Page text:
------------------------------------------------
# How much hay?



## ashleighashley (Mar 19, 2013)

How much hay per goats should I put out for them each day???? 
summer?
winter?
How much should I stockpile for 5 goats?


----------



## janeen128 (Dec 31, 2012)

I started with 4 knowing that I was going to get a buck, and I got 20 bales for over the winter. That would have lasted (still have 2 bales left) however I actually ended up with the buck 2 lambs and another doe in milk. So I think 20-30 bales should be good for the winter. Mine do not get hay for the spring & summer months for the fact we have 7 acres, so they have plenty to eat. I also grain them in the winter too, and the does (all moms & milking does will always get grain) It also depends in the size. I've got 2 standard size girls, 2 medium size wethers, 2 small ones. Hope some of that info helped


----------



## AlvinLeanne (Feb 16, 2012)

We have a round bale of hay out for them all the time, other than during kidding when they are in the barn. During that time we usually go through about 10 bales, but they are only in the barn for a week or 2 before we start letting them out in the field during the day. At that time they eat the round bale during the day and get a flake of hay when they are put in the barn in the evening. After the babies are a month old, we don't put them away at night and they eat the round bale free choice. Right now we have 8 goats and a pony and we go through a round bale every 3-4 weeks.


----------



## MsScamp (Feb 1, 2010)

ashleighashley said:


> How much hay per goats should I put out for them each day????
> summer?
> winter?
> How much should I stockpile for 5 goats?


The average adult goat will eat roughly 1 ton of hay, pasture, browse, etc., per year. Assuming they are yearlings or older, are open, and are not raising kids, start with 5 lbs of hay per goat, per day and adjust from there. Summer they will eat a little less, winter they will eat a little more.


----------



## ThreeHavens (Oct 20, 2011)

2 full-ground Nigerian dwarves usually go through a flake in the morning and a flake at night. 1 standard goes through the same. 

I like to give them as much as they will eat when I can  In the summer they eat less, in the winter they eat more.


----------



## J.O.Y. Farm (Jan 10, 2012)

I feed one flake to every 2 ND goats.. But I add/subtract if they get thin/fat


----------



## KW Farms (Jun 21, 2008)

I free choice the hay here. I've found that each goat and each herd is going to take in different amounts of hay. The best way to figure out the amount of hay needed is by opening a bale, mark that day the bale was starting to be fed and then see how long it takes the goats to finish it. That will give you a general idea on how many days it takes to finish a bale and count ahead and see how many bales you'll need. I always have more bales then I think they'll need just to be safe.


----------



## adriHart (Nov 1, 2012)

I have two pregnant does, 2dry does and 3 weathers. Halfway through winter I added a bucks to the mix. I bought 10 bales of hay at 140 pounds apiece they went through it by January. I have three and a half acres so in summertime I barely feed hay but the lactating animals get grain. I also supplemented the pregnant does with alfalfa all winter the rest was just grass hay. If I let them they will eat an entire bail in 1 Day. I'm not sure where the cut off point it would be because if I left it free choice it would be gone. Oh and my heard is mixed Nubians mini nubianss and Mini manchas. The wether's are all the bigger boys and they eat the least. Of course I supplement with minerals too and I threw a bag of black oil sunflower seeds on them over the winter because their hair was dry


----------
------------------------------------------------
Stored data

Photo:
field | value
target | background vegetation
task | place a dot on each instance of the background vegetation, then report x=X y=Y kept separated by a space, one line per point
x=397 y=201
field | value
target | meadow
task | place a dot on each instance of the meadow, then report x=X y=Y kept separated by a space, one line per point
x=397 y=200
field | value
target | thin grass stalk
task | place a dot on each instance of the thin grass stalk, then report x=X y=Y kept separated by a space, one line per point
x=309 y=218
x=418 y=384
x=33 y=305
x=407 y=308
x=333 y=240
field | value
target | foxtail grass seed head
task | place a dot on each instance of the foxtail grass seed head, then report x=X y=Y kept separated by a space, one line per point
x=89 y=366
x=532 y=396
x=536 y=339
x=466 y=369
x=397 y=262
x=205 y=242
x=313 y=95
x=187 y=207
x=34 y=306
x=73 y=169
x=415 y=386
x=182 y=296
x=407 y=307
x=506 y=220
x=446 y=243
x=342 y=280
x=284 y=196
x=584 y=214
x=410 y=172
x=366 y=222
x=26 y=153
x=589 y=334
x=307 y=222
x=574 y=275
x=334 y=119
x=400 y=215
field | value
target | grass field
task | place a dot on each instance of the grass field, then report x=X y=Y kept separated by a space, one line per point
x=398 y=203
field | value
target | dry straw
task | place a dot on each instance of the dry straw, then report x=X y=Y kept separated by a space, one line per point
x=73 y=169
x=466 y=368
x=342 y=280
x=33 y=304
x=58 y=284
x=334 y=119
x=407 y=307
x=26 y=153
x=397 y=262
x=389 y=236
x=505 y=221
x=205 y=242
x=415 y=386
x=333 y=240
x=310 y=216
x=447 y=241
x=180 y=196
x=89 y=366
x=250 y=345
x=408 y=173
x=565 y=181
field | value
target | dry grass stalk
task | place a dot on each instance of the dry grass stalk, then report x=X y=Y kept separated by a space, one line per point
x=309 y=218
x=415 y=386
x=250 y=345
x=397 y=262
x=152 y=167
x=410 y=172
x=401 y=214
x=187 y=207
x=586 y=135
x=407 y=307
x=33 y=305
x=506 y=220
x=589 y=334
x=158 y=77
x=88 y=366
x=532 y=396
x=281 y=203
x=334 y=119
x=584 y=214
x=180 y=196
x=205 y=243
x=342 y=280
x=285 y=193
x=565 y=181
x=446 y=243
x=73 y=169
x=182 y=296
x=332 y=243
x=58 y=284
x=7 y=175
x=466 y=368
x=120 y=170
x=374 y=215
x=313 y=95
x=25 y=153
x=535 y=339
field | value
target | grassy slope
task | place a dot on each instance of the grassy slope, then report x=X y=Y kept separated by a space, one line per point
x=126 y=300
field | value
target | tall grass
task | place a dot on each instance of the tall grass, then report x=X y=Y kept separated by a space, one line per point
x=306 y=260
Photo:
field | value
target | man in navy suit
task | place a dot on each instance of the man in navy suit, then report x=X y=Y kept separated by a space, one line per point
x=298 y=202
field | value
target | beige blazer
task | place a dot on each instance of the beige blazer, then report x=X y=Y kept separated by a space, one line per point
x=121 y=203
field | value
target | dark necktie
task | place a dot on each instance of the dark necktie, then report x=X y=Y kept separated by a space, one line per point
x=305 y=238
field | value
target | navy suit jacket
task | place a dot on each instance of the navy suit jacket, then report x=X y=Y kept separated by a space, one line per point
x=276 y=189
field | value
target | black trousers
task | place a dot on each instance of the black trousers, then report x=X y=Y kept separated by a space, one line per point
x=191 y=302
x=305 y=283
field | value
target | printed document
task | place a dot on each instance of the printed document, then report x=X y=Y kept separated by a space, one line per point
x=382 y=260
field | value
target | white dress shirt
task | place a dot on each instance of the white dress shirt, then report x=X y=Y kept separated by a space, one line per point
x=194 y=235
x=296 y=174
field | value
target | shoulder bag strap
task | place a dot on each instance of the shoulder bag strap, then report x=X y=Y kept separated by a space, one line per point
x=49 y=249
------------------------------------------------
Problems to work on:
1. Change "safe" to "sure" in the part of the goat hay thread starting with "I free choice" and going on through "(Nov 1, 2012)", and give that part again.
2. For each statement, say yes or no as to whether it agrees with the goat hay thread, and quote the words that decide it: (a) One poster with 8 goats and a pony goes through a round bale every 3-4 weeks. (b) The suggested starting amount is 10 lbs of hay per goat per day. (c) One poster says the wethers eat the most.
3. According to the goat hay thread, roughly how much hay, pasture, and browse does the average adult goat eat per year?
The stored data has no connection to the goat hay thread.

Solutions to each task:
1.
I free choice the hay here. I've found that each goat and each herd is going to take in different amounts of hay. The best way to figure out the amount of hay needed is by opening a bale, mark that day the bale was starting to be fed and then see how long it takes the goats to finish it. That will give you a general idea on how many days it takes to finish a bale and count ahead and see how many bales you'll need. I always have more bales then I think they'll need just to be sure.


----------



## adriHart (Nov 1, 2012)

2.
(a) Yes: "Right now we have 8 goats and a pony and we go through a round bale every 3-4 weeks."
(b) No: "start with 5 lbs of hay per goat, per day and adjust from there."
(c) No: "The wether's are all the bigger boys and they eat the least."

3. About 1 ton per year.